* Exercise objective
Could the records below please be retyped exactly, with their pictures left out?

..............................

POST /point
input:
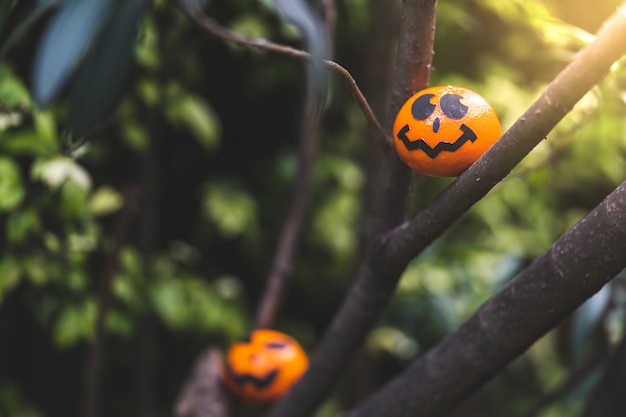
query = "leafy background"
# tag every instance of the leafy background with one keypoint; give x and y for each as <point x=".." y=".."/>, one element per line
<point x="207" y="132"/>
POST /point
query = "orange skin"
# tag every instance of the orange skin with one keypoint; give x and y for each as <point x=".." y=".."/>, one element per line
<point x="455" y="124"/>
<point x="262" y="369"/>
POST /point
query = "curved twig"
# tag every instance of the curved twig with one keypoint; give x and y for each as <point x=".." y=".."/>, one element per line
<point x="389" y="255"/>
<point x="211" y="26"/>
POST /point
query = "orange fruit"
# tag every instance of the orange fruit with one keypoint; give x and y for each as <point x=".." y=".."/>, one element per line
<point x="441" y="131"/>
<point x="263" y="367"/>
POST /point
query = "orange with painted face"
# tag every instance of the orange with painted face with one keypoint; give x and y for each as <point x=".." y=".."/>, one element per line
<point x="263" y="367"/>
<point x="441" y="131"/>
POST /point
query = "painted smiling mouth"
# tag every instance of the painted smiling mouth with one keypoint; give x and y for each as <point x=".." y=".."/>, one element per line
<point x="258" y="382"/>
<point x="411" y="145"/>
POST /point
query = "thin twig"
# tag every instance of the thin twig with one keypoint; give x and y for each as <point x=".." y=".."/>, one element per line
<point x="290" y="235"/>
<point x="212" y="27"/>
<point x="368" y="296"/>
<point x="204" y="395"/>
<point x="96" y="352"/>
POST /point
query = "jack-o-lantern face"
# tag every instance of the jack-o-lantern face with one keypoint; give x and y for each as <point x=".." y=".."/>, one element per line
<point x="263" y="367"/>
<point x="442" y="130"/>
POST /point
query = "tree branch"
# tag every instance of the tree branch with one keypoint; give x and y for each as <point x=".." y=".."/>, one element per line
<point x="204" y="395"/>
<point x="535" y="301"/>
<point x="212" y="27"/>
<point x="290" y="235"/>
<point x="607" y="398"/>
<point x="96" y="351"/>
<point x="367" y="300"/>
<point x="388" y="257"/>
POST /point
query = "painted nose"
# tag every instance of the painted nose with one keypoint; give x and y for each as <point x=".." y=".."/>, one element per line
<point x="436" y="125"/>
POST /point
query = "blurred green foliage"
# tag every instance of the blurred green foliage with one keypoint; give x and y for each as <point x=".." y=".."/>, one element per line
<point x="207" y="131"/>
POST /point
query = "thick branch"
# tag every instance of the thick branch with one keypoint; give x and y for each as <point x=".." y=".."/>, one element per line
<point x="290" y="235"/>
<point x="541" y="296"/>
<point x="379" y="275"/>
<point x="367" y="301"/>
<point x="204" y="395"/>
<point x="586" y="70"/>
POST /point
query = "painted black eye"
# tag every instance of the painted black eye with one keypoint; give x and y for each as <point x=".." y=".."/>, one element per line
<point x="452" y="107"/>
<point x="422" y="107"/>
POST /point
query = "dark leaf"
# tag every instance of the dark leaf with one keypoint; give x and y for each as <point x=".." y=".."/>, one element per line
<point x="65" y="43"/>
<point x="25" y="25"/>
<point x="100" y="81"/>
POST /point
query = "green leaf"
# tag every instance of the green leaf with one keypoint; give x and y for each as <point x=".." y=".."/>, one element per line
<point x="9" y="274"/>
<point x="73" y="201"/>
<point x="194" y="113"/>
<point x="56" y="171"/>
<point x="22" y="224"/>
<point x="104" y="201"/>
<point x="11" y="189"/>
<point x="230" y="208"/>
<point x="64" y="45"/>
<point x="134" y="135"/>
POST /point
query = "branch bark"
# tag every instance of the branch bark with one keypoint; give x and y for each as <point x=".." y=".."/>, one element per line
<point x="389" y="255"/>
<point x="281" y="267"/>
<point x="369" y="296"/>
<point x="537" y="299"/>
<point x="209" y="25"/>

..............................

* Task solution
POST /point
input:
query = "leafy background"
# tag every instance of the leafy background with one keypoint; give x and y for each as <point x=".." y=".."/>, one element per line
<point x="207" y="132"/>
POST /point
query = "orange skin"
# tag every instance of the orange skin with one keypoint; give x and y for each as <point x=".." y=".."/>, one element per line
<point x="455" y="124"/>
<point x="262" y="369"/>
POST /point
query = "curved twig"
# tag every instance of the curved twig with one keypoint; give x and y for each as <point x=".." y=".."/>, one element per line
<point x="389" y="255"/>
<point x="211" y="26"/>
POST /point
query = "orange fruit"
# tag every instance of the orange fruit with one keypoint; give x and y for each as <point x=".." y=".."/>, one element per line
<point x="441" y="131"/>
<point x="263" y="367"/>
POST /point
query = "orange with painted face"
# tag every instance of the orange with painted face with one keypoint; give x and y for each as <point x=".." y=".."/>, one element per line
<point x="263" y="367"/>
<point x="441" y="131"/>
POST /point
query = "painted smiling mouth"
# tag every instance of the painted smiling mouth with one keypoint; give x and y for each as <point x=".." y=".."/>, one element per line
<point x="258" y="382"/>
<point x="411" y="145"/>
POST /point
query = "thin twig"
# tag every instance of the thin twig with one keypoint; give x and y for each as <point x=".." y=".."/>, one element per line
<point x="290" y="235"/>
<point x="212" y="27"/>
<point x="368" y="296"/>
<point x="204" y="395"/>
<point x="96" y="352"/>
POST /point
query = "jack-o-lantern face"
# tag every instance of the jack-o-lantern face with one keypoint; give x and y for each as <point x=".." y=".."/>, one element per line
<point x="263" y="367"/>
<point x="442" y="130"/>
POST /point
query = "tree branch"
# tag every instance of the tree branch with one keypoint; give x and y for each as <point x=".." y=".."/>, one element per line
<point x="204" y="395"/>
<point x="535" y="301"/>
<point x="212" y="27"/>
<point x="290" y="235"/>
<point x="607" y="398"/>
<point x="96" y="351"/>
<point x="367" y="300"/>
<point x="388" y="257"/>
POST /point
query = "painted nose"
# tag every instance of the painted nose with one keypoint; give x and y for each as <point x=".." y=".."/>, one element per line
<point x="436" y="125"/>
POST /point
query = "blurred green foliage"
# tag every instance of the blurred green foliage with one keypoint; give x and y for each as <point x=".." y=".."/>, one element per line
<point x="207" y="131"/>
POST /point
query = "thick branch"
# tag every instance of the thick branch with one keypoint; give x and y for each as <point x=".." y=".."/>, one element per line
<point x="290" y="235"/>
<point x="541" y="296"/>
<point x="379" y="275"/>
<point x="367" y="301"/>
<point x="204" y="395"/>
<point x="586" y="70"/>
POST /point
query = "painted black eye"
# tag every instance of the painted black eye with one keypoint; give x and y for each as <point x=".." y=".."/>, one element per line
<point x="452" y="107"/>
<point x="422" y="107"/>
POST /point
query = "dark leaf"
# tag every instance of the dark leaf with one keypoint; give x and y for each as <point x=".." y=".."/>, one element per line
<point x="65" y="43"/>
<point x="25" y="25"/>
<point x="100" y="81"/>
POST /point
query = "green leaf"
# tag every instance of the green leaf with one keypoint; give x and y for each as <point x=".." y=".."/>, one element per line
<point x="9" y="274"/>
<point x="73" y="201"/>
<point x="194" y="113"/>
<point x="56" y="171"/>
<point x="22" y="224"/>
<point x="104" y="201"/>
<point x="11" y="189"/>
<point x="230" y="208"/>
<point x="64" y="45"/>
<point x="134" y="135"/>
POST /point
query = "branch bark"
# tag every instance of the branch bark with one keypoint; give x and y for each as <point x=".." y=".."/>, one element per line
<point x="389" y="255"/>
<point x="281" y="267"/>
<point x="369" y="296"/>
<point x="537" y="299"/>
<point x="209" y="25"/>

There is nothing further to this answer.